* Stated task *
Locate the line that contains "Reviewer note: confirm one keypoint per instance of the lake;". Print it and each following line through the end of the listing, verbatim, and nothing more.

* The records *
* BEGIN *

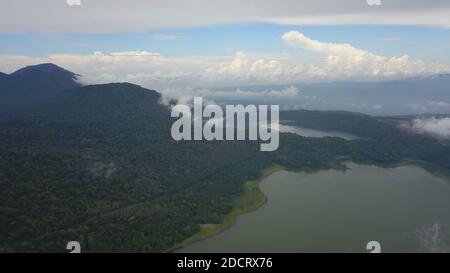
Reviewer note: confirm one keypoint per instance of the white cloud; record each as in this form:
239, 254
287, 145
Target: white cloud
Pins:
186, 94
439, 127
106, 16
348, 61
430, 106
325, 62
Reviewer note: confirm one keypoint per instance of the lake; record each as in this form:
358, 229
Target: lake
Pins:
306, 132
404, 208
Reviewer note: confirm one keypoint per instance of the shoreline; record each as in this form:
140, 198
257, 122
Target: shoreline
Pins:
250, 200
253, 198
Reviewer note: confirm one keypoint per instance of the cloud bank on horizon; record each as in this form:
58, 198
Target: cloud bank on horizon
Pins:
298, 55
105, 16
326, 62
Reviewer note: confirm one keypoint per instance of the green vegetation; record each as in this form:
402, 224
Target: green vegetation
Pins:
98, 165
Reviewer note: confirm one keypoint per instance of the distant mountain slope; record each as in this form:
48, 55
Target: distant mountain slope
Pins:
35, 83
97, 164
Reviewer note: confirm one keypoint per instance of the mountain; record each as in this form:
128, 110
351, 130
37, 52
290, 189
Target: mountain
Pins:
35, 83
97, 164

* END *

* Written response *
Reviewer note: confirm one keypoint per instance of the lake; record each as in this form:
358, 229
Target: lake
Pins:
306, 132
404, 208
Reviewer note: confirm one keypoint per instance of the shoreline; record each as in this form:
140, 198
257, 122
Target: shoreline
Pins:
250, 200
253, 198
Reviewer note: confirm one keypoint per instance of the cloud bank on horizon; record each as in this form:
58, 198
Target: cloud bank on horizon
Pins:
298, 55
105, 16
326, 62
Reviewer note: confirm one keypoint per instance of the green vegetation; record each as in this form:
402, 224
Target: green vegetation
Pins:
98, 165
Reviewer note: confirm one keypoint per instance of the distant mountain slope; record each as in this form:
48, 55
Target: distant mountain slope
Pins:
35, 83
97, 164
Reviewer note: confirm one keypoint per instance of the mountain; record each as in this form:
128, 110
351, 130
37, 52
290, 189
Target: mountain
Pins:
35, 83
97, 164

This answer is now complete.